▸ **Exercise**: Write out exactly the lines running from the line that includes "of the computer" to the end of the data, both ends included, and nothing besides.

▸ **Dataset records**:
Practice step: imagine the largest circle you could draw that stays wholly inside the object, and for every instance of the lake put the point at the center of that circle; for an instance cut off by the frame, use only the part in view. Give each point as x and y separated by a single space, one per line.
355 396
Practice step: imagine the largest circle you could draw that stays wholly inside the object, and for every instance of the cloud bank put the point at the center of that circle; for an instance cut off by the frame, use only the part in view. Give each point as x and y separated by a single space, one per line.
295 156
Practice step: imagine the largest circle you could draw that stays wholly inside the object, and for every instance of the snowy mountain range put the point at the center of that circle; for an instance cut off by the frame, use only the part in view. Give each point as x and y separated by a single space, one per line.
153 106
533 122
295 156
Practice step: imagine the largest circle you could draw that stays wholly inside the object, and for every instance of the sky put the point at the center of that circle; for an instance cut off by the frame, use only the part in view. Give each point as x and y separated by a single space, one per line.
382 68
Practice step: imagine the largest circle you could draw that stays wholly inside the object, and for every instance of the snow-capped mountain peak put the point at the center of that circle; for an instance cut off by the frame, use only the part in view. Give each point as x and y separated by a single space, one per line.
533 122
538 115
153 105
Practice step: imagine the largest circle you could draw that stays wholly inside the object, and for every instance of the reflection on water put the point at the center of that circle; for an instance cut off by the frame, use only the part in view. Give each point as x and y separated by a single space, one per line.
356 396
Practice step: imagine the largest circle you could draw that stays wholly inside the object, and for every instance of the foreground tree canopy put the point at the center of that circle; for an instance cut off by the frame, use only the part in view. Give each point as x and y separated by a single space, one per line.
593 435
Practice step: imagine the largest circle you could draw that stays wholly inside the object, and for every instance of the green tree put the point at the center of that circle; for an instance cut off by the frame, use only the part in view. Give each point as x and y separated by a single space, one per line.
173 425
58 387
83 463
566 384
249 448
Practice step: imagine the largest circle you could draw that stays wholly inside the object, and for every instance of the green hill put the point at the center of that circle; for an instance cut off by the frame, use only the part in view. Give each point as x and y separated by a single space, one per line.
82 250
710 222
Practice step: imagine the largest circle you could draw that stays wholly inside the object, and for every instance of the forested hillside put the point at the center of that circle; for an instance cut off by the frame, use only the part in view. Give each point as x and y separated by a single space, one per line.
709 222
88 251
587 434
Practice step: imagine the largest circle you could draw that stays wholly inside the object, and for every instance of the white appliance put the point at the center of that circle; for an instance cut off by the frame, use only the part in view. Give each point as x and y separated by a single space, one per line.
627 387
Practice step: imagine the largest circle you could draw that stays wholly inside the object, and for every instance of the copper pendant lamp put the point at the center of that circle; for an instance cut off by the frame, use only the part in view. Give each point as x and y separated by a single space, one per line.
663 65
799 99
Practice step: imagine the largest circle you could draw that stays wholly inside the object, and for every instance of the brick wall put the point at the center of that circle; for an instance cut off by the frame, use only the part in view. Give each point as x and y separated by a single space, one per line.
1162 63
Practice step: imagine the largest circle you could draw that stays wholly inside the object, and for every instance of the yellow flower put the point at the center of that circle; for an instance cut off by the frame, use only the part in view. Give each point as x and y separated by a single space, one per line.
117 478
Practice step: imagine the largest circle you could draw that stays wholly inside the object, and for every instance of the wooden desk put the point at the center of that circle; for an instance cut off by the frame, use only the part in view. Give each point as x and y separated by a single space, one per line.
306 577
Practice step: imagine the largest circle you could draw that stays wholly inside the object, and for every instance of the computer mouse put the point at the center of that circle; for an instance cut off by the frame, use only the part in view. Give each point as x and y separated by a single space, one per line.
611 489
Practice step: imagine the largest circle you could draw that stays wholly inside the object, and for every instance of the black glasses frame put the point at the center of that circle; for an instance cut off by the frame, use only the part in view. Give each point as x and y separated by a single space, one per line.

▸ **Answer to this task**:
Practice step: imagine the largest circle you could draw that stays wholly inside the object, and for every instance of the computer mouse put the point at the center of that circle; for an instance cut off by the frame, use only the part in view. Give each point as x and y separated by a single space, one per line.
611 489
Practice step: imagine the largest circle you could draw that stays wholly inside the object, and for every instance of the black glasses frame put the point at the center of that circle; for an instance cut off by the frame, use only the part in view. Give each point as x and y separated by a single space, one per line.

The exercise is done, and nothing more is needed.